__WHAT YOU NEED TO DO__:
1. Give everything from "D N Eduardo" down to "from Alex Mac." in the piece on Eduardo Kac's exhibit, swapping "rabbit" for "bunny".
2. Answer these questions from the piece on Eduardo Kac's exhibit:
(a) Which University of Minnesota plant biologist worked with Kac on this year's exhibition?
(b) What gene was infused into the rabbit Kac showed at the Weisman before?
(c) On what dates does the show run?
:: TEXT BLOCK ::
D N Eduardo

John Sand

As technology continues toward its ever-expanding realm of understanding, scientists are questioning the biological definition of species. Eduardo Kac’s new exhibit at the Weisman Art Museum asks to bring those questions to the forefront of the art community.

Kac is well-known for his performance art which could be likened to science project. When he last showed at the Weisman, he was displaying a rabbit who had been infused with the fluorescent gene from a deep sea jellyfish, resulting in a hare that looked like it had been dipped in that radioactive goo from Alex Mac.

This year’s exhibition features a collaboration with University of Minnesota plant biologist Neil Olszewski. The main exhibit of the show is a petunia that has been infused Kac’s own DNA and produces entirely human protein in the veins of the flower, which Kac has cleverly dubbed an “Edunia.”

The plants asks what can possibly limit our creation if we are able to fuse two species in such a way to create an entirely new organism. What is possible next: the creation of mythical creatures in real time biology? Could we soon breed animals able to produce three fully-functioning human livers ready for transplant? The exhibition is possibly an enormous step in the way of reality becoming some Margaret Atwood science fiction novel.

The show runs from April 17th to June 21st, with an opening reception on April 17th featuring free food and beverages.
:::
:: SUPPLIED RECORDS ::
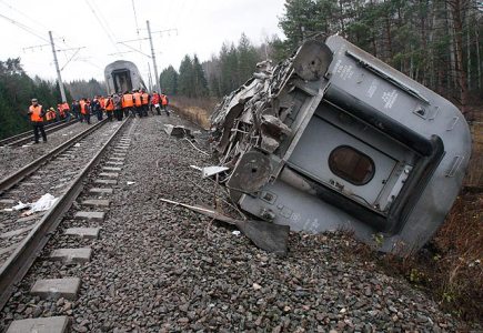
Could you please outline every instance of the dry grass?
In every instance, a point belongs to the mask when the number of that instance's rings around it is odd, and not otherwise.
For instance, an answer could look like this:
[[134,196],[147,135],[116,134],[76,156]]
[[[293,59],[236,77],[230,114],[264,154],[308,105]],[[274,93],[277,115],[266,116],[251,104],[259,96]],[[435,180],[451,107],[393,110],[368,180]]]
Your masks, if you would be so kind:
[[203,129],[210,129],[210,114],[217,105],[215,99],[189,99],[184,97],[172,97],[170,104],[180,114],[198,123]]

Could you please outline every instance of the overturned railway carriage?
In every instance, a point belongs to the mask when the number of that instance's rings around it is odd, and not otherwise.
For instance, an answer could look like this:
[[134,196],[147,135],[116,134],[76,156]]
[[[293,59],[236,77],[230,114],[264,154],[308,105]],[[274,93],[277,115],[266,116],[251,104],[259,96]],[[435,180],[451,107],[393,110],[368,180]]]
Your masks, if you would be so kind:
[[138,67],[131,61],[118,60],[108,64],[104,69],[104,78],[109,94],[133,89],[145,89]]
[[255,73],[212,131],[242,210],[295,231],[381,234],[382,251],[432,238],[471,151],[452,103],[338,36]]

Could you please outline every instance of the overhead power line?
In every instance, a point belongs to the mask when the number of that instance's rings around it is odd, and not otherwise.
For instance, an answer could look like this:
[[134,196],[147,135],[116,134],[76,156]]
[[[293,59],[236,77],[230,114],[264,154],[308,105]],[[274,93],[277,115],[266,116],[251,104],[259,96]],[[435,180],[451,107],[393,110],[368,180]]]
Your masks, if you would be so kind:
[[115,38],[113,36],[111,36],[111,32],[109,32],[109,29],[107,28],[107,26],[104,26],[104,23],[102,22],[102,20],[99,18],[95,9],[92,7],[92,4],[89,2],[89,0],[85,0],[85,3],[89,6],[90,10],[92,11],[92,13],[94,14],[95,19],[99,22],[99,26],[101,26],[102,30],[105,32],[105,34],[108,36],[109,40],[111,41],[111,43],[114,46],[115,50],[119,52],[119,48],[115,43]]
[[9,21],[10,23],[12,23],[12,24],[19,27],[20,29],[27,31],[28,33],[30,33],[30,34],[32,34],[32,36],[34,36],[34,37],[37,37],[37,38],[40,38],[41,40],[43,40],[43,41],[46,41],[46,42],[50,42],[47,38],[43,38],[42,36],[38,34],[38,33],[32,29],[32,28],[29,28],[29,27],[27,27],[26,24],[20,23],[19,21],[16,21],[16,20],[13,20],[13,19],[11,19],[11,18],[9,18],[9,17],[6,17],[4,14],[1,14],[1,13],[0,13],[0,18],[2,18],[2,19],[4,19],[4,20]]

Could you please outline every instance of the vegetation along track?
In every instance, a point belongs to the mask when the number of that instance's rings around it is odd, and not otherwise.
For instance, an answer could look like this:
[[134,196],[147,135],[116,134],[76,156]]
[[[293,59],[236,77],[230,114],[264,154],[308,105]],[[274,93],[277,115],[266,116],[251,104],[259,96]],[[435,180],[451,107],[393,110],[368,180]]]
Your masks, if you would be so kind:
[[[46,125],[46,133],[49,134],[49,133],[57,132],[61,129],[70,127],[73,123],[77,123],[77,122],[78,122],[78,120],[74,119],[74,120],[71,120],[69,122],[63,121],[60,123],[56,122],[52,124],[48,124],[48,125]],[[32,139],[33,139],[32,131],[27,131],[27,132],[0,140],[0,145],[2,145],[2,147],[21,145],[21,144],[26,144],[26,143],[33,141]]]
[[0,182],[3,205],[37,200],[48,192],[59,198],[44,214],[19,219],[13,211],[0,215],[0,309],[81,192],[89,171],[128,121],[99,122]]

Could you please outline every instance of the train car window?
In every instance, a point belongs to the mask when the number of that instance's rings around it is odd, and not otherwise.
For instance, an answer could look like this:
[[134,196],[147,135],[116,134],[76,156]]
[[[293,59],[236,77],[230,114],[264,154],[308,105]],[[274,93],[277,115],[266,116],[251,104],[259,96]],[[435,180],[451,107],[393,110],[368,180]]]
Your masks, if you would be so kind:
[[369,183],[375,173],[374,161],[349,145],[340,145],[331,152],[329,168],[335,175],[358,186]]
:::
__RESULTS__:
1.
D N Eduardo

John Sand

As technology continues toward its ever-expanding realm of understanding, scientists are questioning the biological definition of species. Eduardo Kac’s new exhibit at the Weisman Art Museum asks to bring those questions to the forefront of the art community.

Kac is well-known for his performance art which could be likened to science project. When he last showed at the Weisman, he was displaying a bunny who had been infused with the fluorescent gene from a deep sea jellyfish, resulting in a hare that looked like it had been dipped in that radioactive goo from Alex Mac.

2.
(a) Neil Olszewski
(b) The fluorescent gene from a deep sea jellyfish
(c) From April 17th to June 21st